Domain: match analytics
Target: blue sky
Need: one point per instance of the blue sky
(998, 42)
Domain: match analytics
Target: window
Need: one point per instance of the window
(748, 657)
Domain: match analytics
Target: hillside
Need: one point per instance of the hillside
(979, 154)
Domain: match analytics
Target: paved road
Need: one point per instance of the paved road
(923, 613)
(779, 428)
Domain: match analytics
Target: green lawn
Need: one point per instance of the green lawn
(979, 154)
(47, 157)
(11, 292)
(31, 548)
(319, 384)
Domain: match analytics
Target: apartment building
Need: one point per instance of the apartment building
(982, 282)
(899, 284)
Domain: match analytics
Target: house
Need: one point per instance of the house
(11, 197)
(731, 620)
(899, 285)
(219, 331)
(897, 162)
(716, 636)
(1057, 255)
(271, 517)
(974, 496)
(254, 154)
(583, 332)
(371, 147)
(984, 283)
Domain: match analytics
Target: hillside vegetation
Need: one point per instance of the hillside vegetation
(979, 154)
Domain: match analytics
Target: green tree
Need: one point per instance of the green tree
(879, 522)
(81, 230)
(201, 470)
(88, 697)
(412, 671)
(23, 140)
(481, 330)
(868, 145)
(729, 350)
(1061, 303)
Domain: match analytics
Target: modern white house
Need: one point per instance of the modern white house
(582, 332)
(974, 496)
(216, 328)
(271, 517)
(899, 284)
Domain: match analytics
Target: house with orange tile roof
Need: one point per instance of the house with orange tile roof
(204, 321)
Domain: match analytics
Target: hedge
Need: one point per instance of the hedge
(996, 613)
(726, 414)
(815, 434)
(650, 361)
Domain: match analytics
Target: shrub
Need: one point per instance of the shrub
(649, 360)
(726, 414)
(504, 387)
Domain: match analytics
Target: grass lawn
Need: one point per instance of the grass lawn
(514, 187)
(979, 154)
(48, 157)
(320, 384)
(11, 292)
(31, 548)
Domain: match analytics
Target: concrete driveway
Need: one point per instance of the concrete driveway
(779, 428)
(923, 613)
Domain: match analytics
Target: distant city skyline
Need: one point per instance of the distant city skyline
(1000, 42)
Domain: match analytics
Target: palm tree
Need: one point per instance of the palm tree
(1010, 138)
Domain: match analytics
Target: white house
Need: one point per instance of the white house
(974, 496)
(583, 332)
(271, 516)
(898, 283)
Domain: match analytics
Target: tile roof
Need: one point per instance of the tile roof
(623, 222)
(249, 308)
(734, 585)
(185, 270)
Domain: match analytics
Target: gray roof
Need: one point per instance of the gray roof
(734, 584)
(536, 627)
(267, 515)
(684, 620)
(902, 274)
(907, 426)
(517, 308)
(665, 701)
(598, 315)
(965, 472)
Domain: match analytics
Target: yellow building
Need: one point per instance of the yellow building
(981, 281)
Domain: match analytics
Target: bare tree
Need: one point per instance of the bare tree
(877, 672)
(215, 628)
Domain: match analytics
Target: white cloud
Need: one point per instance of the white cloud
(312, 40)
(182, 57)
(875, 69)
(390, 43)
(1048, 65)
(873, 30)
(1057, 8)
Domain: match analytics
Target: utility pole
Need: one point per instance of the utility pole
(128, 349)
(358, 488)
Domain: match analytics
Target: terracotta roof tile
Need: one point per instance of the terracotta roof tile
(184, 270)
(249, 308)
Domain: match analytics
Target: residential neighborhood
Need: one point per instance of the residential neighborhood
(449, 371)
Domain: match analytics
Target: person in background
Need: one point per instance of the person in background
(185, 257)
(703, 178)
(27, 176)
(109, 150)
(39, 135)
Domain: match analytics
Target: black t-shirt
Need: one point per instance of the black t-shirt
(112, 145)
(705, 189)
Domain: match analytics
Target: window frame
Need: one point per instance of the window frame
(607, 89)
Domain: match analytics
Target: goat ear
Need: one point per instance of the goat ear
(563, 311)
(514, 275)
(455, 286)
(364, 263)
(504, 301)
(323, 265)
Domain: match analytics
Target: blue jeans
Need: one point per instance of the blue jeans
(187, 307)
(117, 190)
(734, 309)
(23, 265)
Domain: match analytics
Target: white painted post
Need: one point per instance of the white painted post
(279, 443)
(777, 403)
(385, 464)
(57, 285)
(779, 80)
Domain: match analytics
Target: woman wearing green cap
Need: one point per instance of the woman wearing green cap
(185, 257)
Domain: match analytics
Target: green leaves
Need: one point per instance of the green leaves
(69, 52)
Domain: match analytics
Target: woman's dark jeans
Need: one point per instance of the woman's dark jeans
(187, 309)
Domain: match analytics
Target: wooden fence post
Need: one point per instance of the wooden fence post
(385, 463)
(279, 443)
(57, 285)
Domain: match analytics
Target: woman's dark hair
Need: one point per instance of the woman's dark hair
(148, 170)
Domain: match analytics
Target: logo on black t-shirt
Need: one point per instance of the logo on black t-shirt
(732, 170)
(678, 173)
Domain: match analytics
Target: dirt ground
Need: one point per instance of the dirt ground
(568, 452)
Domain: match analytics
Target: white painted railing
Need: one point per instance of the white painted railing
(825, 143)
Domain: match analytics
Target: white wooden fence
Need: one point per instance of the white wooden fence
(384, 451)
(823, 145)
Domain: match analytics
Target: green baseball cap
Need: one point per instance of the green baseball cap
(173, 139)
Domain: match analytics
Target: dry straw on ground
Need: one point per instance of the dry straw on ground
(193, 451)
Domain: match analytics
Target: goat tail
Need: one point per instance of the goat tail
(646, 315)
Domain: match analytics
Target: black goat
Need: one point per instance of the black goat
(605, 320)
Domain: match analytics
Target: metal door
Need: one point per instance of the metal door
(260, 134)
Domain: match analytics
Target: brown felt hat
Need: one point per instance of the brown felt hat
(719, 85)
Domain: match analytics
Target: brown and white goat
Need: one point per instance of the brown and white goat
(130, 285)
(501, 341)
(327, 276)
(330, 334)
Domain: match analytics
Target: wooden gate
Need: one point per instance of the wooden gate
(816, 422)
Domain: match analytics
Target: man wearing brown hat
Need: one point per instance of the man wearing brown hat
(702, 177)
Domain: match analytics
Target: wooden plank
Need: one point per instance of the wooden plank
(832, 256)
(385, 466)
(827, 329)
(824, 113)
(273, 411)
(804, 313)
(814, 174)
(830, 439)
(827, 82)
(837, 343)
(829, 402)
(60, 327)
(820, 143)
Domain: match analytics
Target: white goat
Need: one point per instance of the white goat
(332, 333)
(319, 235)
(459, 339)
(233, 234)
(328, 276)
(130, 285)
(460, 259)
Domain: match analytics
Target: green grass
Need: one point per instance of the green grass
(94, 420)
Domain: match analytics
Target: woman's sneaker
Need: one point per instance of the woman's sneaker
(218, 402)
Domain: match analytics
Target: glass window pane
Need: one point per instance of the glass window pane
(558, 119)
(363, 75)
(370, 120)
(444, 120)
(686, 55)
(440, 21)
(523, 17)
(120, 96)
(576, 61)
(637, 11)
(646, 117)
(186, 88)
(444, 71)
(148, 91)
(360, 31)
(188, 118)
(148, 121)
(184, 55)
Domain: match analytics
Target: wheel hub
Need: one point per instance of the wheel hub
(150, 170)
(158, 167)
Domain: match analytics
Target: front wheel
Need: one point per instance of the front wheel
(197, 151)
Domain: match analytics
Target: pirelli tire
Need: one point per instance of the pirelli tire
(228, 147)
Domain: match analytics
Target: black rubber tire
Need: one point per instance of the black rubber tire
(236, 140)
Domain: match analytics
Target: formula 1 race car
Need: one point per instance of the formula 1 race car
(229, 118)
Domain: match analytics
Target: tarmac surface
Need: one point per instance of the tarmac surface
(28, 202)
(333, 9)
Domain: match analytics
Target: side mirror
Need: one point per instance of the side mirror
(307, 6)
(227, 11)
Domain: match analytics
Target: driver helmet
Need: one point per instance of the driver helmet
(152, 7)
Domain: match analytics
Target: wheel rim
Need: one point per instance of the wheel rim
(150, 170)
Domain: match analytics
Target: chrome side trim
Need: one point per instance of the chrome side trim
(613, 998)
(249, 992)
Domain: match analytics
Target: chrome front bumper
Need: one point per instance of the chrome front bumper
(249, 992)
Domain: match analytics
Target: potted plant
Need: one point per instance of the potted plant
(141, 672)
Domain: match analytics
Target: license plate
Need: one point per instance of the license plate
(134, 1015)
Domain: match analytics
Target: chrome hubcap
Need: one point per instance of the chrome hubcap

> WHAT IS BEING ASKED: Find each line in the entries above that contains the string "hedge" and copy those lines. Case counts.

> OUTPUT:
Target: hedge
Need: one point per instance of the hedge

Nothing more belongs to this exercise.